SOURCE PASSAGE:
+-------+

JQuery Mobile Framework Announced - crescendo
http://jquerymobile.com/2010/08/announcing-the-jquery-mobile-project/

======
jeresig
To preempt a few questions that are bound to pop up:

What about jQTouch? While jQTouch is a great framework and we're proud to have
it as part of the jQuery community - we really wanted a mobile framework to
exist that would truly support all the mobile platforms out there. We chatted
with the jQTouch team and there wasn't really any interest on their end to
head in that direction. It's obviously going to be a ton of work - but that's
something that the jQuery project is very interested in tackling.

Is this a response to Sencha Touch? We've actually been working on jQuery
mobile for a while now - long before Sencha Touch was released/announced.
We're not particularly concerned with Sencha Touch mostly for the same reason
that we're building an alternative to jQTouch: We want to support more
platforms and do it in a completely seamless way.

+-------+

DATA FOR THIS TASK:
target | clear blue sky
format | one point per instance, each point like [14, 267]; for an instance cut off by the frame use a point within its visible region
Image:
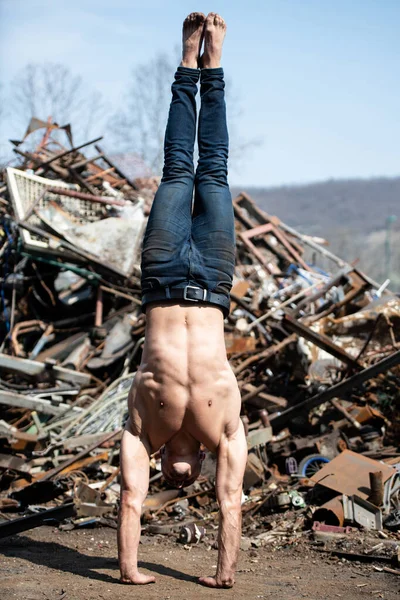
[319, 80]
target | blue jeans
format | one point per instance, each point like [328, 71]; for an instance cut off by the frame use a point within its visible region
[192, 242]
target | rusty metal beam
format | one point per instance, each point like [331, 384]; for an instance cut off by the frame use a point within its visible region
[336, 391]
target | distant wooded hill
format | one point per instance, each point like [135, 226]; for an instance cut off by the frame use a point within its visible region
[350, 214]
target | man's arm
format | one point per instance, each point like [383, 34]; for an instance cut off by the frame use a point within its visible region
[231, 464]
[134, 487]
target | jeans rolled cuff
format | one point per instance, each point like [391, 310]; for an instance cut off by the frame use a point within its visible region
[218, 71]
[188, 71]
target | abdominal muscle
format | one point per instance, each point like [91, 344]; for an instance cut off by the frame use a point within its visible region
[184, 382]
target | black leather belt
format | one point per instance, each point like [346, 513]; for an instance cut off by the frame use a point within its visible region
[190, 293]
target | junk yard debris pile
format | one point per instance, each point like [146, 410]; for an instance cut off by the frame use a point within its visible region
[314, 343]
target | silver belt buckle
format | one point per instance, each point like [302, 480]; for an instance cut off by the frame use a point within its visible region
[193, 287]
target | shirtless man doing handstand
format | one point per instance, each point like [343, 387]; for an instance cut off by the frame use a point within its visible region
[185, 393]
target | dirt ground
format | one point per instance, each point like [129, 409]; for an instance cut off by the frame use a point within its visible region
[48, 564]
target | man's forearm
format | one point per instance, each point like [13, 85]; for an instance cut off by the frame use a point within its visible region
[229, 535]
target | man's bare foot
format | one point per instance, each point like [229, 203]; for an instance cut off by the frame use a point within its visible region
[212, 582]
[192, 38]
[214, 34]
[138, 579]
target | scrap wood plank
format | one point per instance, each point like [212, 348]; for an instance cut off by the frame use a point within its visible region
[265, 354]
[33, 367]
[320, 340]
[15, 463]
[34, 403]
[336, 391]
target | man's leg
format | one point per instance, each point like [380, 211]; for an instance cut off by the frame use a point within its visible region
[213, 232]
[166, 245]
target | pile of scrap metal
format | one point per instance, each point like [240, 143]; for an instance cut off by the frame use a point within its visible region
[314, 344]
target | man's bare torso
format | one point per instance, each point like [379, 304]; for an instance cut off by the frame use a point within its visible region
[184, 382]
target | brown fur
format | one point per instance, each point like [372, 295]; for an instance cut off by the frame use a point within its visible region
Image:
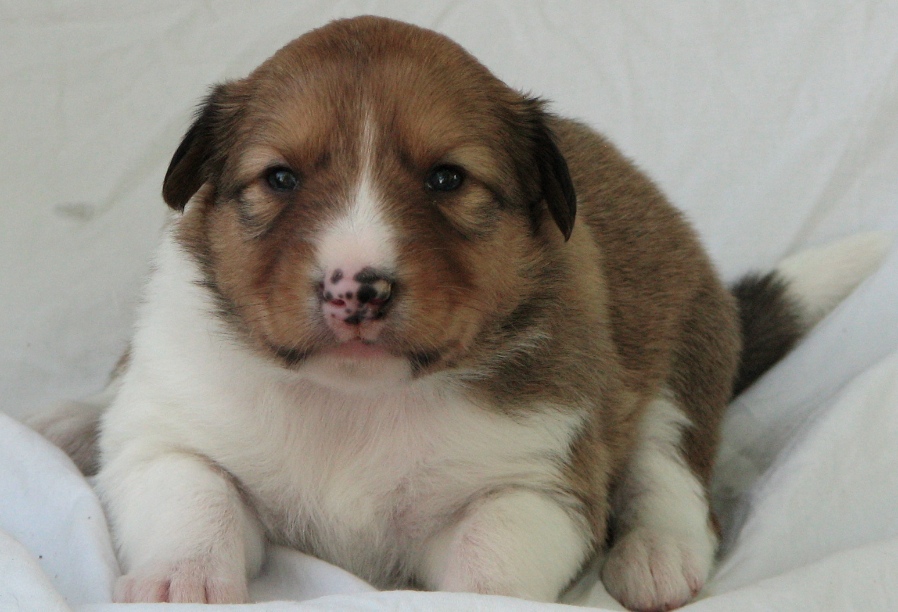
[496, 283]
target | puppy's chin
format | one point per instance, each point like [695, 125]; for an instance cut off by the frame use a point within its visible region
[356, 367]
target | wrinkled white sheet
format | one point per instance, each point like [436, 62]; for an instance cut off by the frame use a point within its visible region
[774, 125]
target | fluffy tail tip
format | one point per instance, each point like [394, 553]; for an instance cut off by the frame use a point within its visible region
[819, 279]
[778, 308]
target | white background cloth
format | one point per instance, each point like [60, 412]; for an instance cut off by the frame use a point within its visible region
[773, 124]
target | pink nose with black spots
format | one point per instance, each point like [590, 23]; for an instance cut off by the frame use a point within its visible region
[351, 299]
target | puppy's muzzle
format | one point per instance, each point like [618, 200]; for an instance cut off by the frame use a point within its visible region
[355, 298]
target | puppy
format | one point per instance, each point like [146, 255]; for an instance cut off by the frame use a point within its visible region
[375, 332]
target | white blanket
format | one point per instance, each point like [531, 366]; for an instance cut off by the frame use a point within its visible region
[773, 124]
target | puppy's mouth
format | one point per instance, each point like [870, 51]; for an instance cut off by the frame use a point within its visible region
[358, 350]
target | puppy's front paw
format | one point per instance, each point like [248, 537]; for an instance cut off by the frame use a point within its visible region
[187, 581]
[654, 570]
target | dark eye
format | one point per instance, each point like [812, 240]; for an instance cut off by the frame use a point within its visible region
[282, 179]
[445, 178]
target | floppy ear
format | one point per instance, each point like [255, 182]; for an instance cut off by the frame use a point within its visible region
[202, 149]
[555, 179]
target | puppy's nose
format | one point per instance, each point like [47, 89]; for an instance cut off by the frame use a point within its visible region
[353, 298]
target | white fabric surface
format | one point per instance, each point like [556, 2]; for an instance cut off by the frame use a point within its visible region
[773, 124]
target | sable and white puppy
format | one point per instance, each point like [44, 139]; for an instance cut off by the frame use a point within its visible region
[375, 332]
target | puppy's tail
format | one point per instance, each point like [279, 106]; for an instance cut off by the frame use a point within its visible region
[779, 307]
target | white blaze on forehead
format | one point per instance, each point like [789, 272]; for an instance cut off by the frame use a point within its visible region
[360, 237]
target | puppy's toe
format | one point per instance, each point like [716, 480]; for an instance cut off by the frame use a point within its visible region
[191, 581]
[649, 570]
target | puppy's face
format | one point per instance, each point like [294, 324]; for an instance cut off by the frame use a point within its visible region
[371, 204]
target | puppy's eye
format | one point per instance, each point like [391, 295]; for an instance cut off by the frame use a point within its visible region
[445, 178]
[282, 179]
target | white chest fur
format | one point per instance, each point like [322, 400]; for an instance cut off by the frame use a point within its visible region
[360, 479]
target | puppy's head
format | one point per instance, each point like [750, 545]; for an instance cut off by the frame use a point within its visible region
[371, 204]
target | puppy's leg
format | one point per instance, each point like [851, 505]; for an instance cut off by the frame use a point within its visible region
[518, 543]
[183, 531]
[664, 543]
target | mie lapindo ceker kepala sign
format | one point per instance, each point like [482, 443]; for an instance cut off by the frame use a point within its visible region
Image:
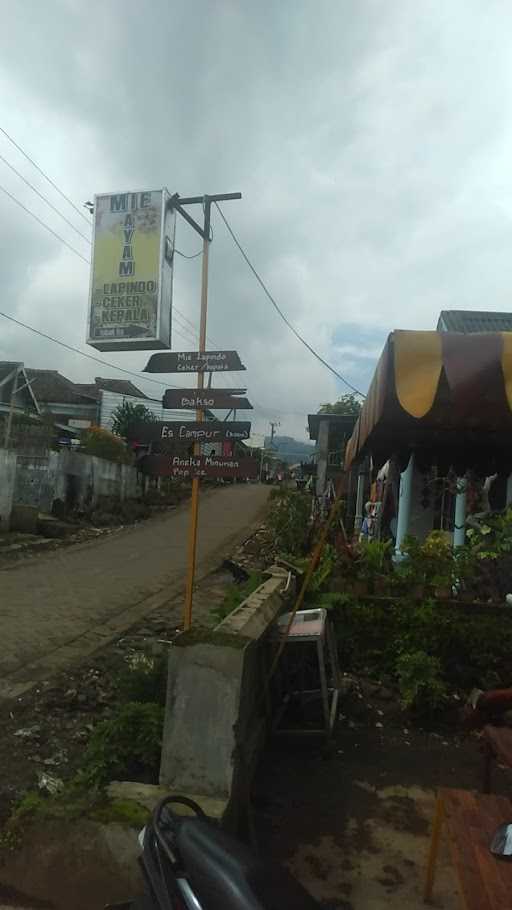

+-------+

TO BE DONE:
1 - In the jQuery Mobile thread, edit everything from "JQuery Mobile Framework" down to "interested in tackling." and write it out again with "jQTouch team" replaced by "jQTouch developers".
2 - How many lines of the listing contain the string "jeans"? Case counts, and the reply should be only the number.

EXPECTED RESPONSES:
1 -
JQuery Mobile Framework Announced - crescendo
http://jquerymobile.com/2010/08/announcing-the-jquery-mobile-project/

======
jeresig
To preempt a few questions that are bound to pop up:

What about jQTouch? While jQTouch is a great framework and we're proud to have
it as part of the jQuery community - we really wanted a mobile framework to
exist that would truly support all the mobile platforms out there. We chatted
with the jQTouch developers and there wasn't really any interest on their end to
head in that direction. It's obviously going to be a ton of work - but that's
something that the jQuery project is very interested in tackling.

2 - 2